-- Documento --
- - - -
Qualche settima fa parlando con una amica consulente del rapporto fra il luogo di lavoro e le persone che lo vivono (dirò più avanti chi è questa amica e di cosa si occupa), mi sono trovato a ripescare nella memoria il contributo di un altro amico personale (serve avere amici; altroché!).
Si tratta di una bella tesi che si è avvalsa pesantemente dell’apporto di Marc Augé, e della sua concezione di “non luogo” come contrapposto a quelli che lui chiama i luoghi antropologici.
Marc Augé (http://it.wikipedia.org/wiki/Marc_Aug%C3%A9) è etnologo e antropologo francese che ha affrontato la questione della surmodernità intesa come deriva dell’eccesso dei tratti della postmodernità: in estrema sintesi le tecnologie che hanno ampliato a dismisura le connessioni informative, promuovendo una globalizzazione dei media senza reali centri politici decisionali.
Nel quadro di questo, articolato, pensiero, Augé introduce un neologismo nonché categoria antropologica, quale appunto: non luogo.
Il non luogo ha la caratteristica di non essere identitario, relazionale e storico. In sostanza tutte le categorie che fanno di un luogo lo spazio di vita di un gruppo di persone.
La mente ha corso velocemente in direzione dell’organizzazione, che come credo Augé confermerebbe, si definisce a pieno titolo come luogo antropologico.
Si tratta di uno spazio decisamente identitario, presentando tutti i livelli di interazione dell’uomo con l’ambiente: gli artefatti, la catena delle interazioni e dei ruoli, gli obiettivi dello stare insieme (diremmo mito fondatore).
Vi troviamo certamente la componente relazionale, che definisce le dimensioni di profondità e ampiezza dell’organizzazione. La cultura organizzativa, in sostanza.
Si tratta inoltre di uno spazio caratterizzato da narrazione storica. Conosciamo le storie che alimentano le dimensioni identitarie dell’organizzazione, racconti di battaglie vinte, crisi affrontate, persone che hanno in momenti particolari assunto ruoli fondamentali. E tutta questa narrazione si palesa anche nella realtà fisica dell’organizzazione, dove effigi, fotografie, artefatti rimembrano a tutti il senso del divenire che l’organizzazione vive.
E allora ho pensato: “l’enterprise 2.0, con le sue piattaforme informatiche, le modalità comunicative virtuali, le chat, i blog, le wiki, sono un luogo o un non luogo dal punto di vista di Augé e della sua chiave di lettura?”
L’autore evoca come non luogo principe, e campione negativo della post-modernità, il centro commerciale. Questo non produce identità in quanto di fatto è un luogo di passaggio, nel quale le interazioni fra le persone sono minimali, e molta parte della comunicazione è rappresentata dai “cartelli”, impersonali strumenti di informazione ad una via (per una critica diretta sulla questione dei centri commerciali leggere: Lazzari & Jacono, 2010). Le persone non producono una dinamica fra loro sufficiente a “creare” quell’ambiente.
- - - -
(Voci salvate)
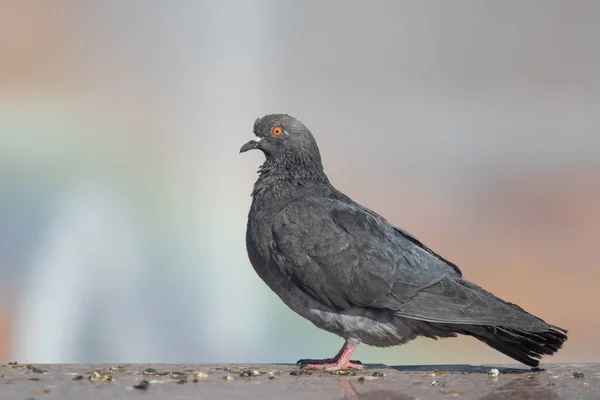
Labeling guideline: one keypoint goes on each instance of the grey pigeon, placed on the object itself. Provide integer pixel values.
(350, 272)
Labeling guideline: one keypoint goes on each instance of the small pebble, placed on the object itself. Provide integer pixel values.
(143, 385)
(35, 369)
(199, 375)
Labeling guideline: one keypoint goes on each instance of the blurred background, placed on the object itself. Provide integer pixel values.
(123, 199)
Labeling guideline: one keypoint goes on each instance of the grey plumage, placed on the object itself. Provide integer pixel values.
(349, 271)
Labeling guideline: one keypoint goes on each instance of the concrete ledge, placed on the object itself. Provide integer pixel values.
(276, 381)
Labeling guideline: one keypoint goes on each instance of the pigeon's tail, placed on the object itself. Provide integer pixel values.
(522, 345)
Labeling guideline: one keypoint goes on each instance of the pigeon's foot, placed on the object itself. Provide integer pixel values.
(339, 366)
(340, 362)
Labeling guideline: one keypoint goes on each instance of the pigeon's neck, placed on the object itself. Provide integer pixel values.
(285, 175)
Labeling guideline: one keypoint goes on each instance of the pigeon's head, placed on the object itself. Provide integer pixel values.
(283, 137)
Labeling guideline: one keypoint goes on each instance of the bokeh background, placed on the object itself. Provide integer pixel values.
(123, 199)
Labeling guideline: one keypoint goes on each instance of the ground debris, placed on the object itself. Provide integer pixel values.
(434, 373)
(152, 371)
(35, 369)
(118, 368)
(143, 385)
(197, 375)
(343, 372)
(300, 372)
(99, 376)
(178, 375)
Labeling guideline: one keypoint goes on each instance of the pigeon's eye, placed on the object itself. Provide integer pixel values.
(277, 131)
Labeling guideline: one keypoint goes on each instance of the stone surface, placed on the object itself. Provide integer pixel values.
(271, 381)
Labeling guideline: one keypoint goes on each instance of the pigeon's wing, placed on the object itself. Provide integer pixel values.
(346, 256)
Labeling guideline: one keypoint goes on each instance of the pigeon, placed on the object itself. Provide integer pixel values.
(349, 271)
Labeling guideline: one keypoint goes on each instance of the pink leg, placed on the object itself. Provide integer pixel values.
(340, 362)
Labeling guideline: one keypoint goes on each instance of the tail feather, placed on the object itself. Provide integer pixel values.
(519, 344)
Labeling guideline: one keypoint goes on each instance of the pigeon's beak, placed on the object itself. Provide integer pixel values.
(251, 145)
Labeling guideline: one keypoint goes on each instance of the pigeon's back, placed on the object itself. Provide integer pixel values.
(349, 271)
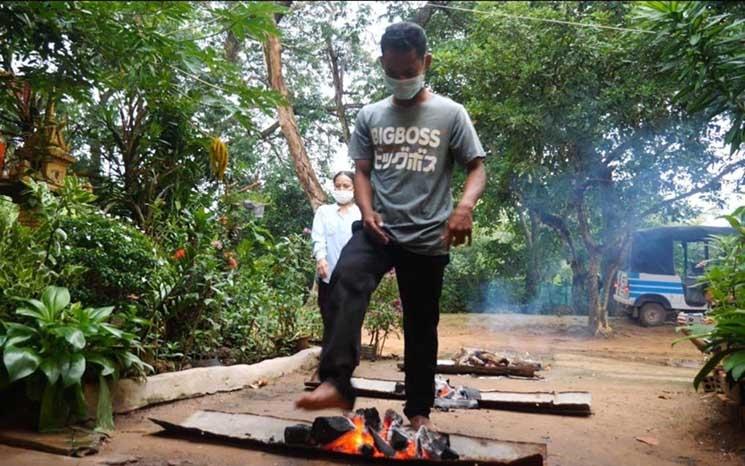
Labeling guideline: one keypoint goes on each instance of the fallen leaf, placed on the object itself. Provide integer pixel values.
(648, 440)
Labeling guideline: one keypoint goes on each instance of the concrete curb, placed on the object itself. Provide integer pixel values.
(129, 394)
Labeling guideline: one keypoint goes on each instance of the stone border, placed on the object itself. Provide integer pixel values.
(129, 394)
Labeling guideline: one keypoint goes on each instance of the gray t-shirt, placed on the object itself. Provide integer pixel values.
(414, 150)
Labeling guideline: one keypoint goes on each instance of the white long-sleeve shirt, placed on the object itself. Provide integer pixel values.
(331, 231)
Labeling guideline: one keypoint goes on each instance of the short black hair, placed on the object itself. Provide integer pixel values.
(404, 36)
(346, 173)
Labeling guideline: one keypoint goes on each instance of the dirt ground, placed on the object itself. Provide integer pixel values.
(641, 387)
- - - -
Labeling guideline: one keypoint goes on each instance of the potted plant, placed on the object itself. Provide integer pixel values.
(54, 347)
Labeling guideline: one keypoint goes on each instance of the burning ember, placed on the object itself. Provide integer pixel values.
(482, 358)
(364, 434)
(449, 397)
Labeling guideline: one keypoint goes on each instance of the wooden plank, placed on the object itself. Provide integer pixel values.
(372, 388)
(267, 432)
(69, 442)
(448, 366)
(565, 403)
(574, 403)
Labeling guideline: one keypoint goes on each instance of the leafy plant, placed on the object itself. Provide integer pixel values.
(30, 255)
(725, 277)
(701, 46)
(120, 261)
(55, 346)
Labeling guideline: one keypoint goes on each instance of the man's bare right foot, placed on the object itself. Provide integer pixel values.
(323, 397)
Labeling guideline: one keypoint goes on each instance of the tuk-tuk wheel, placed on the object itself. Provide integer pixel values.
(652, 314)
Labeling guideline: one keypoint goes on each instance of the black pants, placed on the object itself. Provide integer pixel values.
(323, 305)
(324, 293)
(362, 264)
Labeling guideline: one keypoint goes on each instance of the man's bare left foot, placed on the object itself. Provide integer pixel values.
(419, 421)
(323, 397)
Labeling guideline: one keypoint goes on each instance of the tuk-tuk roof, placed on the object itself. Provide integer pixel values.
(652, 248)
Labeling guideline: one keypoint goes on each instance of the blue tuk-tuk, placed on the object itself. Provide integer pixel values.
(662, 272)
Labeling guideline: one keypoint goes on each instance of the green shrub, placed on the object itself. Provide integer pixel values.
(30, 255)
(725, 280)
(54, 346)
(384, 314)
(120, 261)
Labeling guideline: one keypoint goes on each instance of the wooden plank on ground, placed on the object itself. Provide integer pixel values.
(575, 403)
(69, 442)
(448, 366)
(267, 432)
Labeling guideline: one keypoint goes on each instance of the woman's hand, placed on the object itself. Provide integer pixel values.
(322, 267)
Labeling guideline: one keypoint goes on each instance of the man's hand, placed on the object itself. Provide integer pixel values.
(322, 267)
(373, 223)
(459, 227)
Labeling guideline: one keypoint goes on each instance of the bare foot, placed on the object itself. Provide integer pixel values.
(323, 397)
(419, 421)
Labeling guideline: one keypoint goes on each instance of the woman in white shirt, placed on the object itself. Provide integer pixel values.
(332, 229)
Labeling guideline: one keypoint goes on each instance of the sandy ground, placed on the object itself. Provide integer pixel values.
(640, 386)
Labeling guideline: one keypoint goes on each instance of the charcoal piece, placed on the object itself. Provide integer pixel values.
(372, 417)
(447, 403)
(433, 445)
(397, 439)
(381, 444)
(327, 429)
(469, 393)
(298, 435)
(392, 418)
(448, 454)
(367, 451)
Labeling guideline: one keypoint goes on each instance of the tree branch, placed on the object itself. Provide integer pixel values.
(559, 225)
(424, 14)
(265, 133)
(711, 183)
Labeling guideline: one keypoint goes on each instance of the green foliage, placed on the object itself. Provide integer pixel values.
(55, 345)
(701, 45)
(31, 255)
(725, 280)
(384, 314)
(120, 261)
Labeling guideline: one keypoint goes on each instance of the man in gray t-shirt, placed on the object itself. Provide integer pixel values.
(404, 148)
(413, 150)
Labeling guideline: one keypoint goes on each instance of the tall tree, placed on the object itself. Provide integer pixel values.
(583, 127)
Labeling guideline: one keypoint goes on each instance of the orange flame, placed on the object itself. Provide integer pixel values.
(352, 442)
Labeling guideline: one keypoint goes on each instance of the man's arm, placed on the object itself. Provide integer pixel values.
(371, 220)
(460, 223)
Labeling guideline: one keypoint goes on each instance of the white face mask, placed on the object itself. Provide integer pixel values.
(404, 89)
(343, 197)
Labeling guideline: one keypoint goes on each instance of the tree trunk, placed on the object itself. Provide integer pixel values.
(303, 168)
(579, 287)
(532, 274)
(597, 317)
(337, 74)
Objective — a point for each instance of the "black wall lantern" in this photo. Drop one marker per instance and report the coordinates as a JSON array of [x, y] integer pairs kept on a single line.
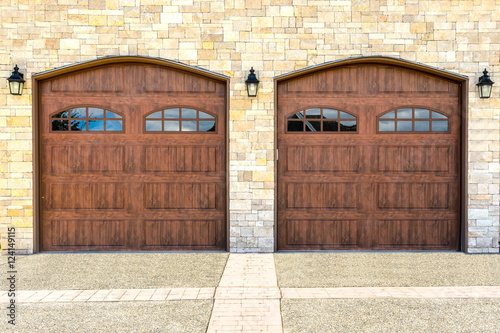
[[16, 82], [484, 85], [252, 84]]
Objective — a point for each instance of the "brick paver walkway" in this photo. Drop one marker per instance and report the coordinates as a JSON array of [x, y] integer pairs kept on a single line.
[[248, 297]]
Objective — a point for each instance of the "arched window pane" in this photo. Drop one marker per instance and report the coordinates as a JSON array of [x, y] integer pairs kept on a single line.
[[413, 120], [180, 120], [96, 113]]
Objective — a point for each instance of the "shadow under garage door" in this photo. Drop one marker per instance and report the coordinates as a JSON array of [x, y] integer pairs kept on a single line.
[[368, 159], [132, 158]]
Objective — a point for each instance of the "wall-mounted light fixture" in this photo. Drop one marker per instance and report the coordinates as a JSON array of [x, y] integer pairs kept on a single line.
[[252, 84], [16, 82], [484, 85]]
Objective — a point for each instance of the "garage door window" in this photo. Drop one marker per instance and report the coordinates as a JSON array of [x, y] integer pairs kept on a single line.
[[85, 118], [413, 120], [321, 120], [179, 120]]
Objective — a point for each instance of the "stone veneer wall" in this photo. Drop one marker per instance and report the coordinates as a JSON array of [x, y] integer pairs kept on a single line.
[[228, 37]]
- - - -
-- Cosa farai --
1/ Elenca gli strumenti e le modalità dell'enterprise 2.0 che il documento nomina quando si chiede se sia un luogo o un non luogo.
2/ Rispondi in base al documento:
(a) Di che nazionalità è Marc Augé?
(b) Quale espressione compare tra parentesi accanto a "gli obiettivi dello stare insieme"?
(c) Quale luogo indica Augé come non luogo principe?

-- I risultati --
1/
Piattaforme informatiche
Modalità comunicative virtuali
Chat
Blog
Wiki

2/
(a) Francese.
(b) Mito fondatore.
(c) Il centro commerciale.